> Instructions for the task: In the entries below, find the lines with the word "like" and copy them.

Recorded data:

# # #

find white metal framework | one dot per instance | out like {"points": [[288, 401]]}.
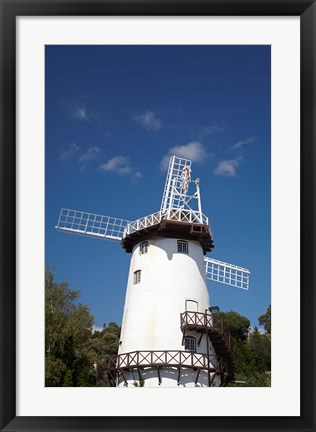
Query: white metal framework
{"points": [[91, 225], [174, 193], [227, 274], [175, 206], [183, 246]]}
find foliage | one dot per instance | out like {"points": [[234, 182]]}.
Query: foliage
{"points": [[104, 346], [236, 324], [252, 350], [68, 328], [75, 356], [265, 320]]}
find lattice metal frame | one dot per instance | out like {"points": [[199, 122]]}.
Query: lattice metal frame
{"points": [[227, 274], [172, 195], [91, 225]]}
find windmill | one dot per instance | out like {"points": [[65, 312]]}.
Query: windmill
{"points": [[170, 336]]}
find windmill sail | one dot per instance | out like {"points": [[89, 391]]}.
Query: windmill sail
{"points": [[91, 225], [227, 274]]}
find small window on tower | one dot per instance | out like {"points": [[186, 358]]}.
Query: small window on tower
{"points": [[143, 248], [183, 246], [137, 276], [189, 343]]}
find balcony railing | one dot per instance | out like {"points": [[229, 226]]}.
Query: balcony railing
{"points": [[144, 359], [178, 215], [200, 321]]}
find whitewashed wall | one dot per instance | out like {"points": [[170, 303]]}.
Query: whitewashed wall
{"points": [[151, 319]]}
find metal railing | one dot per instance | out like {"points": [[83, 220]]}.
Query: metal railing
{"points": [[201, 321], [144, 359], [178, 215]]}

# # #

> Answer for the task:
find white metal framework | one dot per instance | out like {"points": [[288, 401]]}.
find foliage | one dot per instance | out like {"points": [[234, 182]]}.
find lattice metal frame | one dot per instance | out like {"points": [[199, 122]]}.
find windmill | one dot per instance | out like {"points": [[65, 312]]}.
find windmill sail | one dot per instance | out like {"points": [[89, 391]]}.
find small window on tower | one dot per instance | out like {"points": [[186, 358]]}.
find balcony railing | one dot per instance | out like {"points": [[229, 226]]}.
find whitewashed wall | one dot per instance | out like {"points": [[170, 303]]}.
find metal railing | one dot per instance | out like {"points": [[83, 220]]}.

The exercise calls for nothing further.